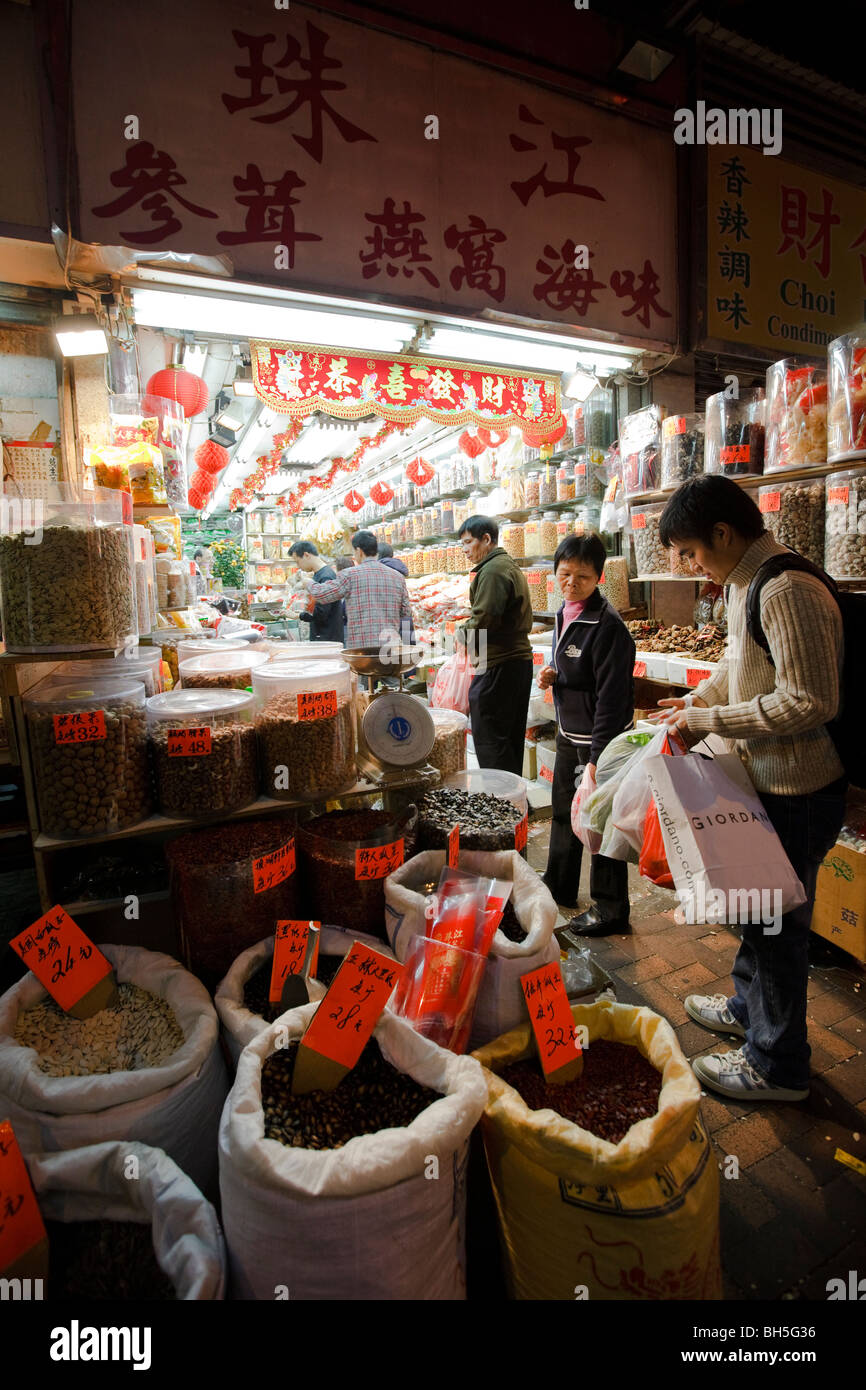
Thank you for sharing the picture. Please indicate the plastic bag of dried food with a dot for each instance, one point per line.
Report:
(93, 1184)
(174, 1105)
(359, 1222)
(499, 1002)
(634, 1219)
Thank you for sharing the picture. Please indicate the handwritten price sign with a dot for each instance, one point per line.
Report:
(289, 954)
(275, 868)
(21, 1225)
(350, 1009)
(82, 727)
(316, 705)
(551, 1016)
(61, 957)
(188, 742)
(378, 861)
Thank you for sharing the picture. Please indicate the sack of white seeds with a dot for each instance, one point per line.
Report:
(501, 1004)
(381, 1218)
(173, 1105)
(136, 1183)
++++++++
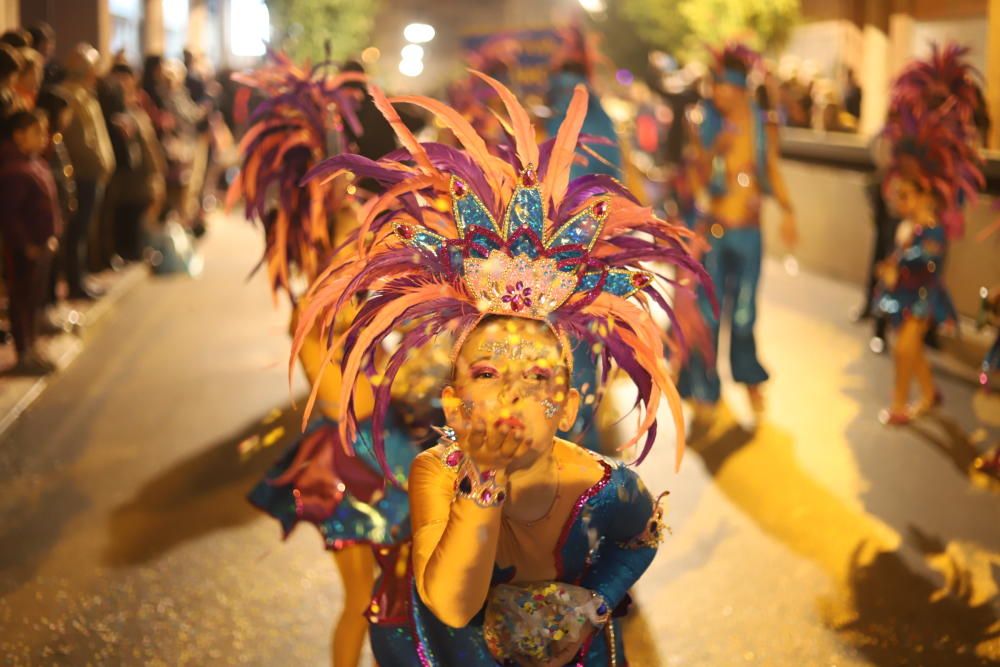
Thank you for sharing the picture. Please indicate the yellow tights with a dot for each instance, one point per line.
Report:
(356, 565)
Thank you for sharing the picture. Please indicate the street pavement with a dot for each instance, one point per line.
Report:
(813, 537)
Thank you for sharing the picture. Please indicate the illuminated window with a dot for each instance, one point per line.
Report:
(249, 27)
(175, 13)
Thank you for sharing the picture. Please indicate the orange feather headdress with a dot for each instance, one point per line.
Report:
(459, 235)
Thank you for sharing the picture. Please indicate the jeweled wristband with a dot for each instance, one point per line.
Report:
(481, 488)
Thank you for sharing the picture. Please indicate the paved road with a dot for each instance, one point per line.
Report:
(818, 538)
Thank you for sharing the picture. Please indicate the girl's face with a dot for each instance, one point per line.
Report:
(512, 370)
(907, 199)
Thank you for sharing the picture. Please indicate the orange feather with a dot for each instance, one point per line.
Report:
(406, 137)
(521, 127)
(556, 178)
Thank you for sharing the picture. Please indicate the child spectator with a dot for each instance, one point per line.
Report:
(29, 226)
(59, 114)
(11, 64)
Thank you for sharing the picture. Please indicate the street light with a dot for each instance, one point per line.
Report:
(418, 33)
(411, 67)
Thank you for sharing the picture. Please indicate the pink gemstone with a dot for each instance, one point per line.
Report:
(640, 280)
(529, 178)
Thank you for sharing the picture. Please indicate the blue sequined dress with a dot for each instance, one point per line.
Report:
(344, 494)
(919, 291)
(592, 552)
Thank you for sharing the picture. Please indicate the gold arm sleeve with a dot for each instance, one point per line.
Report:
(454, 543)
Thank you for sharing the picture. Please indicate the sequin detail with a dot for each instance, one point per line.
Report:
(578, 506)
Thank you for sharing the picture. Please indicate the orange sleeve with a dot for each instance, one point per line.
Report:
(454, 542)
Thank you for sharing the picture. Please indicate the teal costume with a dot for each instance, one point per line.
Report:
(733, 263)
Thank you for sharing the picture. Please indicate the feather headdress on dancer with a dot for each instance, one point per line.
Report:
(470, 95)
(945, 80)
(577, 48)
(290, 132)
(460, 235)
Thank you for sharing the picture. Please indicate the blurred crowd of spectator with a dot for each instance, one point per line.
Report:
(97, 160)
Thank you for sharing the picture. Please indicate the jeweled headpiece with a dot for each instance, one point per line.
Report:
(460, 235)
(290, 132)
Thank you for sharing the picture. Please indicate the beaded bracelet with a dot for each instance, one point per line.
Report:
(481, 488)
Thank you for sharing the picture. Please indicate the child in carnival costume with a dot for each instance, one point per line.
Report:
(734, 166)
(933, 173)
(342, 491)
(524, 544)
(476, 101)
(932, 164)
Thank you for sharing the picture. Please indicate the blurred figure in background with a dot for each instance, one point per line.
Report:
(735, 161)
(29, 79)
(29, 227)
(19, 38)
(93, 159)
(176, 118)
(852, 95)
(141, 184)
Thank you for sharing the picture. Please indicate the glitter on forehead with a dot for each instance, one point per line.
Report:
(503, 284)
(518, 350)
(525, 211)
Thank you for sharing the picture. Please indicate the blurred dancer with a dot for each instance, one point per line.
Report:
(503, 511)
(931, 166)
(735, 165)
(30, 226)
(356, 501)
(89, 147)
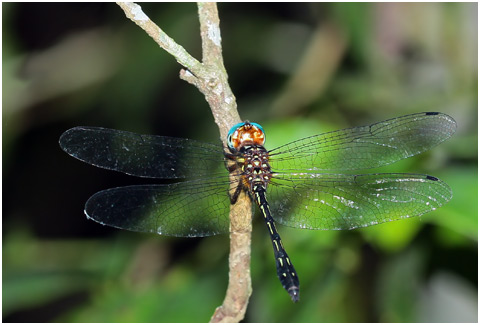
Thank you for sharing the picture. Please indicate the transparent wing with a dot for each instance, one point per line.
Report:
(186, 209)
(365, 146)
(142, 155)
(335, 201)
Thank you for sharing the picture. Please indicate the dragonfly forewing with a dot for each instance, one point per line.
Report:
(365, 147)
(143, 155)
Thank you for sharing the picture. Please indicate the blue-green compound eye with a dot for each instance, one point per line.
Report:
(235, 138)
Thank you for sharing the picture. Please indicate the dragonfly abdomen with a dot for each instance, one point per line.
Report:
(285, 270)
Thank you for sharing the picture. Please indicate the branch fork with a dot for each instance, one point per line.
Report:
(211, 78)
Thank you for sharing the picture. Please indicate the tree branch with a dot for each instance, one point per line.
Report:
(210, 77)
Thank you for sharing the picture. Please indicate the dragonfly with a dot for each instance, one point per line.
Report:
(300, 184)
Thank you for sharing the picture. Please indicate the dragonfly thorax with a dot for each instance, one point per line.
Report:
++++++++
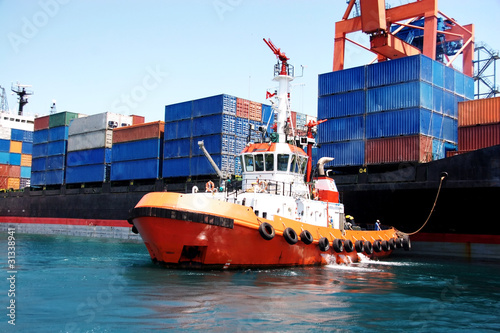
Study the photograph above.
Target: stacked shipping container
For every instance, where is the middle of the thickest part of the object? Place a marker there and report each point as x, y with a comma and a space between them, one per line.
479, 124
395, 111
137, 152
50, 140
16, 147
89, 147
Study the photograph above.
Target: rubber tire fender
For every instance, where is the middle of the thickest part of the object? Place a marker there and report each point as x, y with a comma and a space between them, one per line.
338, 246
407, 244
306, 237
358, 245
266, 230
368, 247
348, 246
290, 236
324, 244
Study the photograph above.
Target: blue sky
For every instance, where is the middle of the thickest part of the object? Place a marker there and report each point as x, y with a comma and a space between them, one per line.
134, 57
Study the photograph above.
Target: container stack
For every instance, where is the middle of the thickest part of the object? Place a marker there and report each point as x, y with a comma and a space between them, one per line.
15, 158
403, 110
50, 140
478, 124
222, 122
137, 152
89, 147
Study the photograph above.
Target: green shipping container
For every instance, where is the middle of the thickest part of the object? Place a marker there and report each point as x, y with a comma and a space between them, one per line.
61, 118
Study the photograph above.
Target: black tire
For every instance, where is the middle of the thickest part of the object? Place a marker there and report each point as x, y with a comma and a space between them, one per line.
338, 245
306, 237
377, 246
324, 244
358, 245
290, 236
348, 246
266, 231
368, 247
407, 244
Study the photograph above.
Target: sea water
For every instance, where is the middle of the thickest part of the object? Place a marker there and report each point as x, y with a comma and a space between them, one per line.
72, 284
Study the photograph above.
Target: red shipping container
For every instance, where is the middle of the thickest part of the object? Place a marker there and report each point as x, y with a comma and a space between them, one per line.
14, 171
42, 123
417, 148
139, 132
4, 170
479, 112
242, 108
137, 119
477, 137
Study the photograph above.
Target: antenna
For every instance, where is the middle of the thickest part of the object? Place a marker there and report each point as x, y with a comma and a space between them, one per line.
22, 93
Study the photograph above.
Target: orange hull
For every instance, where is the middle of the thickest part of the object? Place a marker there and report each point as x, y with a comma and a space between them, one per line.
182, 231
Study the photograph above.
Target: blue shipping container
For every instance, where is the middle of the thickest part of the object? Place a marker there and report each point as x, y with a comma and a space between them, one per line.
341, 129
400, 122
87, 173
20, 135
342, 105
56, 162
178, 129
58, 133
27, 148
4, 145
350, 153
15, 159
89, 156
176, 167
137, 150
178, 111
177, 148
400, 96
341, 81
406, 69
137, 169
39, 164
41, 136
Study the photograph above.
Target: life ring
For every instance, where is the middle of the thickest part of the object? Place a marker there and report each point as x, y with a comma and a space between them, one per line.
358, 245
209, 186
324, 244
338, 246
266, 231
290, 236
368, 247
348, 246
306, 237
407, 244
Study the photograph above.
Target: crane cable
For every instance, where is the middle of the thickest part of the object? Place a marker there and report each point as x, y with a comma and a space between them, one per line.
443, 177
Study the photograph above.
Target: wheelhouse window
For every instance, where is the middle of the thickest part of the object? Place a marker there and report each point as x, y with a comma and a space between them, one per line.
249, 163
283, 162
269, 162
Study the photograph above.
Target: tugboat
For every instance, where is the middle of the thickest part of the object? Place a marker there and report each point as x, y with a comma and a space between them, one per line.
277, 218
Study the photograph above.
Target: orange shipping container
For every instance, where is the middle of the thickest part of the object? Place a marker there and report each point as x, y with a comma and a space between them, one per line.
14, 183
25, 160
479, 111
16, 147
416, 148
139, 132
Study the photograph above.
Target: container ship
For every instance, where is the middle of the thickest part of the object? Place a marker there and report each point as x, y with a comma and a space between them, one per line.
++++++++
### The exercise
Gather each line of the material above that contains the string "tire" and copy every such line in full.

### Task output
Target: rubber tire fender
Target: black tire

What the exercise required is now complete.